— DIRECTIVE —
Write out the entries below once more, exactly.

───── DATASET RECORDS ─────

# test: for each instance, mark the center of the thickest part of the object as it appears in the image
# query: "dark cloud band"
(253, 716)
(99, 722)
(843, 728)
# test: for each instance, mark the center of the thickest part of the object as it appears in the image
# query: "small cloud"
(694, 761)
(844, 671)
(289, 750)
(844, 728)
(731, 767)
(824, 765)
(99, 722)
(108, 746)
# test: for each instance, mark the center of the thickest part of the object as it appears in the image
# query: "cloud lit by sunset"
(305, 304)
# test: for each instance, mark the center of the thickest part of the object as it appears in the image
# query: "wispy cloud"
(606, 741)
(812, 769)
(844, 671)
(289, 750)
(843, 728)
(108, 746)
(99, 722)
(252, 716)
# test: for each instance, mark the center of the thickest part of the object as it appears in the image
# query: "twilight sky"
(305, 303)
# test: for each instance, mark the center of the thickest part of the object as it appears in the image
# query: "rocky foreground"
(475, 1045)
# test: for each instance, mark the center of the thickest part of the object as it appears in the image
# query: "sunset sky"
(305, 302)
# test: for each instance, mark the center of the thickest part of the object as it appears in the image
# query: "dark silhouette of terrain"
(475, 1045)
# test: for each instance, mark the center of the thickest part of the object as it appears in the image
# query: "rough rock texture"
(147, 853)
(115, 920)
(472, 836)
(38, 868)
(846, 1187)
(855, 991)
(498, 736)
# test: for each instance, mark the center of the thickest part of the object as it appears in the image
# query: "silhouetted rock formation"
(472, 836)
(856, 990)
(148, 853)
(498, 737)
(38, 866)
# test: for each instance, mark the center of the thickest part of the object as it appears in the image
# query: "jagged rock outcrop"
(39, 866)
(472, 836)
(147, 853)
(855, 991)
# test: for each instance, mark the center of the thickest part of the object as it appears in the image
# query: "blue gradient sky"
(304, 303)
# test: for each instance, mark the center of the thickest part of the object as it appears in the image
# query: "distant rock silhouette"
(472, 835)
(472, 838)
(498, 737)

─────

— WORKED ANSWER —
# test: for each instance, mark the center of the thickest part of the object as it appears in the image
# query: "dark cloud band"
(253, 716)
(99, 722)
(843, 728)
# test: for each instance, mark the center of the thickest part of the object as it appears in the image
# query: "small cloud"
(694, 761)
(844, 671)
(289, 750)
(844, 728)
(731, 767)
(824, 765)
(99, 722)
(108, 746)
# test: for each instance, mark the center of the thickest part of the object as it appears in the image
# query: "cloud lit by sunset"
(305, 304)
# test: for each instance, mark the center of the thickest part of the object as it appears in the image
# query: "wispy cloud"
(606, 741)
(812, 769)
(844, 671)
(289, 750)
(843, 728)
(108, 746)
(99, 722)
(252, 716)
# test: for each instance, mark the center of the thickest part of the object as it appears in the image
# query: "twilight sky"
(305, 303)
# test: for each instance, mark the center of the thickest part of the object as it appears in the image
# query: "rocky foreground"
(475, 1045)
# test: for each instance, mark the center of the thickest part of the object as it appears in the image
# query: "sunset sky"
(305, 302)
# test: for each instance, mark the center of the thickest part of the object as it appears in the image
# query: "dark silhouette of terrain"
(475, 1045)
# test: for each instance, mark the center of the thickest part of the object as it appears in the image
# query: "rough rock texture"
(147, 853)
(115, 920)
(472, 836)
(38, 868)
(846, 1187)
(855, 991)
(498, 736)
# test: for each instance, mark the center of the thickest part of the object as it appears in the image
# query: "silhouetted rock formation"
(472, 836)
(856, 990)
(148, 853)
(498, 737)
(38, 866)
# test: for each instance, mark the center of the thickest part of the object as it appears in the image
# query: "jagged rock outcrop"
(39, 866)
(472, 836)
(147, 853)
(855, 991)
# test: for each instance, mark the center of the thickest part of the object as it appears in the image
# query: "blue gradient sky"
(304, 303)
# test: for each instance, mark the center of the thickest part of the object as it appears in the image
# query: "distant rock silhouette"
(472, 835)
(472, 838)
(498, 737)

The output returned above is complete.